Directions ::
1: In the sea monster passage, list the physical features given for the marine monster the salt inspector found in 488 A. D.
2: Carry on the sea monster passage with new text that follows its final sentence.

Some English sailors, examining the coasts of an island in the Pacific, found a large cave, which they entered in their boats from the sea. After penetrating it to a little distance, they found their further progress impeded by some moving object, which seemed to them alive. The indistinctness of the light prevented an accurate examination, and as mystery always magnifies danger, they concluded it was some huge marine monster who made the cavern his home. One extra vigorous roll of the mass completely upset their nerves, and the sighing of the wind through the vaulted roofs and arches of the cave gave a moaning and indistinct sound, which had a powerful effect on their imagination; and to make this story brief, these men, who would have dared anything in battle or storm, pulled their boats' head round, and literally fled from the spot.

After a little discussion, they mustered up courage to return with some companions in another boat, and set about an investigation of the cause of their alarm. Upon close examination, the marine monster proved to be an old palm-tree, which had been blown into the sea from the coast, and had then drifted with the tide into the cavern. One end was poised upon a shelying rock, and time had covered the whole with seaweed and shells. The rising and falling of the water, caused by the swell of the sea outside, gave it that motion which their excited imaginations had conjured into life.

The sea-serpent in China does not greatly differ from that familiar to us in so many yarns. Dr. Macgowan tells us that in a popular legend, the Chien Tang river was at one time infested by a great Kiau or sea-serpent, and in 1129 A. D., a district graduate is said to have heroically thrown himself into the flood to encounter and destroy the monster. His wife forthwith put an end to her existence also, from devotion to him, and their virtues were commemorated by a temple erected for their worship. The sea-serpents noticed in Chinese records have always infested the mouths of rivers. Other remarkable animals are stated to have visited the Chien Tang. In 488 A. D., a salt inspector discovered near its mouth a marine monster three hundred feet long, of a black colour, and without scales, which was eaten by its captors.

Given entries ::
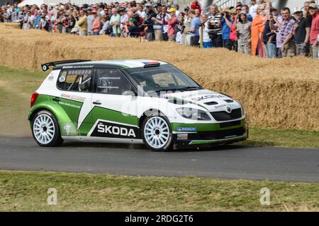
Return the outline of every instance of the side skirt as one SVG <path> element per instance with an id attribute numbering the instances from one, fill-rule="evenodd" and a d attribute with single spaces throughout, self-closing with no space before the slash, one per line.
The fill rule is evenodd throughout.
<path id="1" fill-rule="evenodd" d="M 77 142 L 94 142 L 94 143 L 119 143 L 119 144 L 144 144 L 140 139 L 116 138 L 116 137 L 98 137 L 86 136 L 62 136 L 63 140 Z"/>

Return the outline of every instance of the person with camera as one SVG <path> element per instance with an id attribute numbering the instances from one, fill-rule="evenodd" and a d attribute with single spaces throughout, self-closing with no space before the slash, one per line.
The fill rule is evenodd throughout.
<path id="1" fill-rule="evenodd" d="M 169 14 L 167 14 L 166 6 L 162 6 L 161 12 L 152 17 L 154 21 L 154 32 L 156 41 L 168 41 L 167 36 L 167 21 L 170 18 Z"/>
<path id="2" fill-rule="evenodd" d="M 121 36 L 121 16 L 118 14 L 116 8 L 112 9 L 112 16 L 111 16 L 110 26 L 113 28 L 112 37 Z"/>
<path id="3" fill-rule="evenodd" d="M 252 22 L 248 21 L 246 11 L 242 11 L 239 14 L 238 23 L 235 26 L 240 53 L 251 53 L 251 26 Z"/>
<path id="4" fill-rule="evenodd" d="M 169 9 L 169 11 L 170 18 L 169 18 L 167 21 L 167 36 L 169 41 L 174 41 L 176 38 L 175 26 L 177 23 L 177 18 L 176 17 L 176 9 L 175 8 L 171 8 Z"/>
<path id="5" fill-rule="evenodd" d="M 223 45 L 222 29 L 218 26 L 220 15 L 218 7 L 216 4 L 210 6 L 210 14 L 208 18 L 208 35 L 213 48 L 220 48 Z"/>
<path id="6" fill-rule="evenodd" d="M 268 58 L 274 58 L 276 56 L 276 22 L 274 20 L 274 16 L 276 11 L 274 9 L 270 10 L 270 14 L 267 18 L 264 26 L 264 43 L 266 49 L 266 56 Z M 272 27 L 274 28 L 272 30 Z"/>
<path id="7" fill-rule="evenodd" d="M 156 14 L 152 9 L 151 4 L 146 4 L 145 7 L 146 16 L 141 26 L 141 30 L 144 31 L 146 34 L 146 40 L 147 41 L 152 41 L 154 39 L 156 40 L 156 33 L 155 33 L 153 20 L 153 18 L 156 16 Z"/>
<path id="8" fill-rule="evenodd" d="M 263 41 L 267 16 L 264 4 L 258 5 L 257 15 L 252 22 L 252 55 L 260 58 L 266 57 L 266 49 Z"/>
<path id="9" fill-rule="evenodd" d="M 94 16 L 94 20 L 93 21 L 92 26 L 91 29 L 93 31 L 94 36 L 99 36 L 99 33 L 101 30 L 101 21 L 97 11 L 94 9 L 92 10 L 92 15 Z"/>
<path id="10" fill-rule="evenodd" d="M 189 7 L 186 6 L 184 9 L 184 30 L 181 33 L 181 45 L 191 45 L 191 34 L 189 33 L 189 28 L 191 28 L 191 13 Z"/>
<path id="11" fill-rule="evenodd" d="M 312 3 L 309 5 L 309 14 L 313 16 L 310 33 L 313 58 L 318 59 L 319 52 L 319 11 L 315 4 Z"/>
<path id="12" fill-rule="evenodd" d="M 307 18 L 303 17 L 301 8 L 295 8 L 293 15 L 296 20 L 296 23 L 293 27 L 296 54 L 296 55 L 306 56 L 309 52 L 309 38 L 311 24 Z"/>
<path id="13" fill-rule="evenodd" d="M 211 45 L 211 40 L 209 38 L 209 28 L 208 28 L 208 17 L 206 14 L 201 15 L 201 26 L 203 29 L 203 47 L 204 48 L 212 48 Z M 199 33 L 199 40 L 201 40 L 201 33 Z M 199 43 L 201 41 L 199 41 Z"/>
<path id="14" fill-rule="evenodd" d="M 274 16 L 274 19 L 279 28 L 276 36 L 276 47 L 278 58 L 293 57 L 296 55 L 296 44 L 292 41 L 295 20 L 291 16 L 290 9 L 284 7 L 281 9 L 281 23 Z"/>
<path id="15" fill-rule="evenodd" d="M 185 14 L 184 12 L 179 14 L 178 21 L 177 22 L 177 26 L 175 26 L 176 38 L 175 41 L 177 43 L 181 44 L 183 33 L 185 29 L 185 26 L 184 25 Z"/>
<path id="16" fill-rule="evenodd" d="M 198 47 L 199 45 L 199 26 L 201 26 L 201 19 L 196 16 L 194 10 L 191 10 L 190 16 L 191 18 L 191 27 L 187 31 L 191 36 L 191 45 Z"/>
<path id="17" fill-rule="evenodd" d="M 128 26 L 124 25 L 125 32 L 128 37 L 138 38 L 140 36 L 140 28 L 138 27 L 138 21 L 135 18 L 131 18 L 128 21 Z"/>
<path id="18" fill-rule="evenodd" d="M 224 8 L 220 14 L 220 19 L 218 26 L 222 28 L 223 48 L 228 50 L 232 49 L 232 42 L 230 41 L 230 27 L 233 23 L 230 15 L 229 8 Z M 229 25 L 230 24 L 230 26 Z"/>
<path id="19" fill-rule="evenodd" d="M 94 16 L 92 14 L 93 9 L 91 7 L 87 8 L 87 35 L 92 36 L 92 25 L 93 21 L 94 21 Z"/>
<path id="20" fill-rule="evenodd" d="M 79 26 L 79 35 L 80 36 L 87 36 L 87 17 L 86 12 L 82 9 L 79 11 L 79 19 L 77 21 Z"/>

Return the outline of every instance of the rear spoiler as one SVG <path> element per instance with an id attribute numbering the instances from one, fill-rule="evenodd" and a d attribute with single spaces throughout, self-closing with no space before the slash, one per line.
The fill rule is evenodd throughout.
<path id="1" fill-rule="evenodd" d="M 42 70 L 47 71 L 49 70 L 49 68 L 51 66 L 55 67 L 57 65 L 62 65 L 65 63 L 79 63 L 79 62 L 86 62 L 91 61 L 91 60 L 59 60 L 59 61 L 53 61 L 45 63 L 41 65 Z"/>

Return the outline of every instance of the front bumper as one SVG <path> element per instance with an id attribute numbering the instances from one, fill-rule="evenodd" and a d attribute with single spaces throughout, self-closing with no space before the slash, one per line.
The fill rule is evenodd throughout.
<path id="1" fill-rule="evenodd" d="M 245 121 L 240 127 L 214 131 L 175 133 L 173 134 L 174 148 L 211 146 L 245 141 L 248 138 L 248 124 Z"/>

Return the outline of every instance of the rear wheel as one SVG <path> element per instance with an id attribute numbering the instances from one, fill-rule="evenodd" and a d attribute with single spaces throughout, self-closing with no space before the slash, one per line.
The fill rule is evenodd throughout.
<path id="1" fill-rule="evenodd" d="M 40 146 L 55 146 L 63 142 L 57 121 L 49 111 L 37 112 L 33 118 L 31 127 L 33 138 Z"/>
<path id="2" fill-rule="evenodd" d="M 173 146 L 172 128 L 166 117 L 150 116 L 142 127 L 144 143 L 153 151 L 166 151 Z"/>

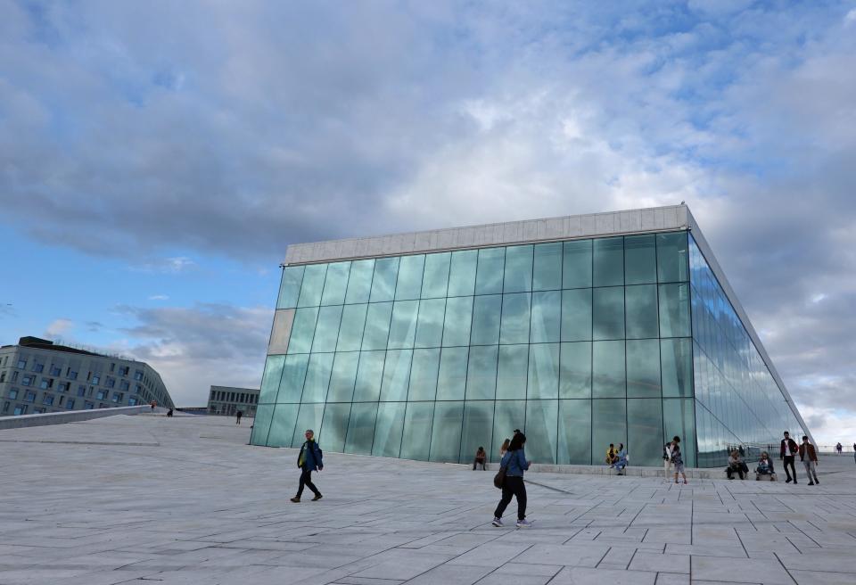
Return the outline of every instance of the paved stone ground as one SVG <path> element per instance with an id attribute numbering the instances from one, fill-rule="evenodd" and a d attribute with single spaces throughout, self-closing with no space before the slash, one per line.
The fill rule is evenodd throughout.
<path id="1" fill-rule="evenodd" d="M 331 453 L 324 499 L 292 504 L 296 451 L 249 432 L 0 431 L 0 584 L 856 583 L 852 457 L 824 457 L 815 487 L 531 474 L 535 525 L 515 530 L 489 523 L 492 474 L 461 466 Z"/>

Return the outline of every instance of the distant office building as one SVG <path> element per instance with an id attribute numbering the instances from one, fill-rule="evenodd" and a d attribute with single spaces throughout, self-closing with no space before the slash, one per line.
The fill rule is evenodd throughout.
<path id="1" fill-rule="evenodd" d="M 808 433 L 685 205 L 288 248 L 251 442 L 688 466 Z"/>
<path id="2" fill-rule="evenodd" d="M 175 405 L 148 364 L 21 337 L 0 347 L 0 416 Z"/>
<path id="3" fill-rule="evenodd" d="M 208 395 L 208 414 L 232 416 L 240 410 L 244 416 L 253 417 L 258 401 L 258 388 L 211 386 Z"/>

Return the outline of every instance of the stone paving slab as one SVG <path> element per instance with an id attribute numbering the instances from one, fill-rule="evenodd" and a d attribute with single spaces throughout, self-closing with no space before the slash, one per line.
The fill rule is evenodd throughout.
<path id="1" fill-rule="evenodd" d="M 295 449 L 248 422 L 117 416 L 0 431 L 0 585 L 856 583 L 856 466 L 821 484 L 539 472 L 531 529 L 492 474 Z M 323 445 L 322 445 L 323 447 Z"/>

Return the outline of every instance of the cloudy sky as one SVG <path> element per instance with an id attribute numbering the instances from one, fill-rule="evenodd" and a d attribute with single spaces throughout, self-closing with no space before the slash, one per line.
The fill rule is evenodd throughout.
<path id="1" fill-rule="evenodd" d="M 259 383 L 293 242 L 686 201 L 856 440 L 856 2 L 0 0 L 0 342 Z"/>

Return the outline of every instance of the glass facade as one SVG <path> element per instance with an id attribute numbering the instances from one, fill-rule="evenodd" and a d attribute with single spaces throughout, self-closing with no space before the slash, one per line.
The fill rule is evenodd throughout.
<path id="1" fill-rule="evenodd" d="M 514 429 L 538 463 L 624 443 L 687 466 L 799 432 L 687 231 L 289 266 L 251 442 L 491 461 Z"/>
<path id="2" fill-rule="evenodd" d="M 692 236 L 689 236 L 693 370 L 698 465 L 726 465 L 742 447 L 753 457 L 778 456 L 782 433 L 807 434 L 746 333 Z"/>

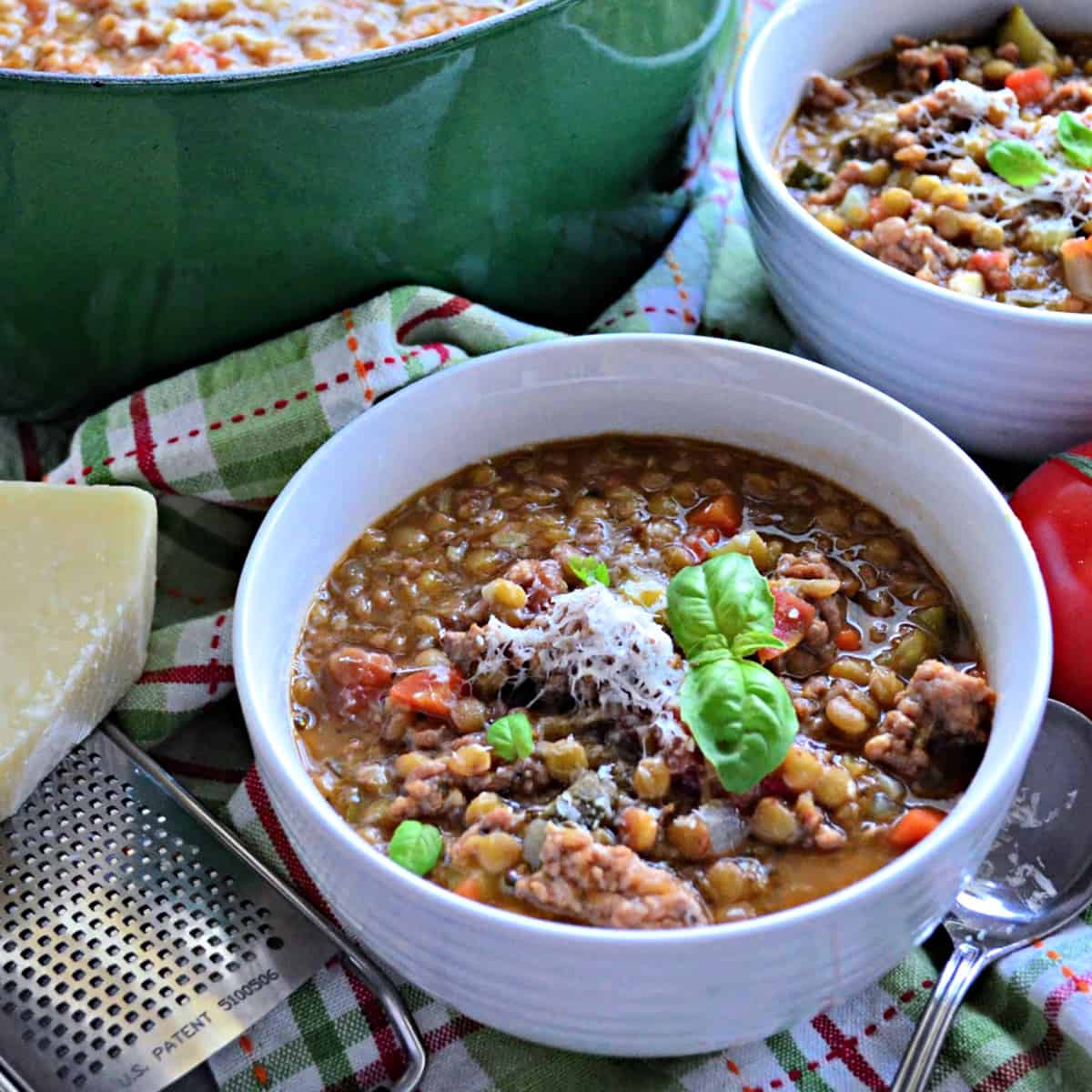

Final answers ::
1:
- Three hundred feet long
- Black in color
- Without scales

2:
Dennys points out a coincidence between two legends, one Chinese and the other English. At Nanking a large basin formerly decorated the top of the celebrated porcelain pagoda, and a late visitor discovered it among the ruins; it was thirty-nine feet in circumference. The basin being placed with its mouth upwards, was constantly full of rain water. The story goes that a bird, perched upon the edge of the basin, one day dropped a fish into the water, which grew and grew till it became a strange monster, exercising such an evil influence over the neighbourhood that the god of Thunder was at last compelled to attack it, and in so doing struck the pagoda and partially destroyed it. The erection itself was finally demolished by the rebels in 1856.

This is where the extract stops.